▶ **Tasks to complete**
**a)** In the text on Royal Dutch Shell share returns, how many RDS-A shares were owned in 2018 through reinvestment?
**b)** Please copy the text on Royal Dutch Shell share returns word for word, starting at the words "Combined Dividend and" and stopping after "with $10000 of RDS-B.".
**c)** Write the next part of the text on Royal Dutch Shell share returns, following on from its last sentence.

▶ **Text excerpt**
Current value of 267 RDS-B shares: $18786.12

Combined Dividend and Current Share value: $21546.3 (+115.2%)

 

Yep, in less than three years, I would’ve more than doubled my money just in stock price appreciation. On top of that, collected 27.6% of the initial investment in cash, with another dividend payment on the way in December 2018.

Just to put that annual dividend of $1003.92 into perspective: one would need to own somewhere in the neighborhood of $66-67K worth of a fund such as the Vanguard Total Stock Market Index Fund, in order to generate the same cash (based on 2017 payouts). This all would’ve been achieved with $10000 of RDS-B.

You only need a few big wins in your lifetime, to set up a nice future.

 

Royal Dutch Shell Returns with Dividends Reinvested

Now, let’s run through the same scenario of purchasing 267 shares of RDS-B at $37.50, but reinvesting the dividends back into the company.

Remember, the B shares at this time were being reinvested into buying RDS-A shares, which have the 15% Dutch withholding tax. So, I’ve taken that amount out for the reinvestments.

Also, I’m going to assume that the reinvestment only took place during 2016 and 2017. For the current year, I’ll take all the dividends as cash. For each dividend reinvestment, I used the actual price that I received the shares on that day in my own personal account.

So, what does the same investment look like with reinvestment for the first two years?

Initial investment amount: $10012.5

2018 Total RDS-B Shares owned: 267

2018 Total RDS-A Shares owned through reinvestment: 39.994

Current Value of B Shares: $18786.12

Current Value of A Shares: $2733.59

2018 Cash Dividends Received Thus Far: $848.81

Total Value of All Share and Cash: $22368.52 (+123.4%)

Current dividend yield on initial purchase: 11.32%

 

As you can see, dividend reinvestment boosted the returns by only 8.2% during this time period. Why? Well, it has only been a couple of years and the return acceleration of those reinvested dividends haven’t fully kicked in yet. More importantly, that 15% tax on the RDS-A shares took quite a bite of the gains.

However, in this scenario, one has accumulated about 40 more shares in the form of RDS-A and now has a dividend yield on cost of 11.32%, which is utterly insane!

Imagine a scenario in which, Shell boosts the dividend by 10 percent after this long freeze. You’d be looking at collecting 12.45% of your initial investment for that next year and if the increases kept coming, look out…

I hope it’s been illustrative about how the price you pay for a stock effects returns. Especially, when you’re talking about a blue chip stock that has been battered, and offers a high initial dividend yield that is sustainable.

▶ **Entries supplied**
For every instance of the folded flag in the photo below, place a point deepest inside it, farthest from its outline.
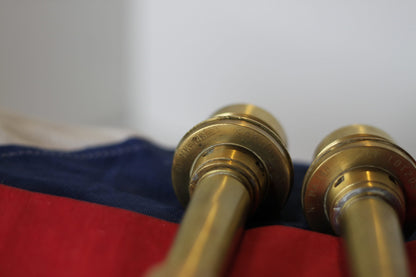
(111, 211)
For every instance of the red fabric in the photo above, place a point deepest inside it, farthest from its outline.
(44, 235)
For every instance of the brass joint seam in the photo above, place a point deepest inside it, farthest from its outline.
(235, 161)
(357, 183)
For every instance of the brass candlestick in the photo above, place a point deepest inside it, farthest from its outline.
(363, 186)
(230, 166)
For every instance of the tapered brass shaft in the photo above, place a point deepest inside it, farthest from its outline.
(229, 167)
(362, 186)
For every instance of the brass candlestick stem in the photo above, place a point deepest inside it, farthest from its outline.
(362, 186)
(230, 166)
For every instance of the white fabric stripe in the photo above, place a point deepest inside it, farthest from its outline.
(24, 130)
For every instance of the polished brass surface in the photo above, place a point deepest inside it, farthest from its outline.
(229, 167)
(363, 186)
(375, 248)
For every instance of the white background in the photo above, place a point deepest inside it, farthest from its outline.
(162, 66)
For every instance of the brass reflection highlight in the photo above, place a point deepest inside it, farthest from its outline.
(361, 185)
(225, 169)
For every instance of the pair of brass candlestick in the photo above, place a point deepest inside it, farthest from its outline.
(235, 165)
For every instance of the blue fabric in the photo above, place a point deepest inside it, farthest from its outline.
(132, 175)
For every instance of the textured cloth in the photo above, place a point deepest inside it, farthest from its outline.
(111, 211)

▶ **Solved problems**
**a)** 39.994 RDS-A shares.

**b)**
Combined Dividend and Current Share value: $21546.3 (+115.2%)

 

Yep, in less than three years, I would’ve more than doubled my money just in stock price appreciation. On top of that, collected 27.6% of the initial investment in cash, with another dividend payment on the way in December 2018.

Just to put that annual dividend of $1003.92 into perspective: one would need to own somewhere in the neighborhood of $66-67K worth of a fund such as the Vanguard Total Stock Market Index Fund, in order to generate the same cash (based on 2017 payouts). This all would’ve been achieved with $10000 of RDS-B.

**c)**
Not only did the value of the shares more than double in this short couple years, but one would be looking at receiving their entire initial purchase price back just in dividends, in less than a decade. That’s something that usually takes around 3 decades to accomplish.

Wrapping it All Up

There are times when the stock market is going to drop and drop hard. It might be the entire economy or other times it might just be isolated to one sector. In 2016, the energy sector was in this very scenario, and people were fleeing to the exits. This panic and drop in energy prices, allowed for those with cash to step in and buy assets on the cheap.

These cheap shares of stock, have in turn, produced insanely accelerated results in a short period of time. Beyond that, investments in certain integrated oil majors (such as Shell and BP), offered once in a generation starting dividend yields which have and will continue to act like adding fuel to an already raging fire.

Was this necessarily the outcome of an investment at this time? No. It could’ve been a sustained energy bear market, in which case, investments in these firms during the 2016 period would have resulted in overpaying for assets. There’s no guarantees and risks are always abound.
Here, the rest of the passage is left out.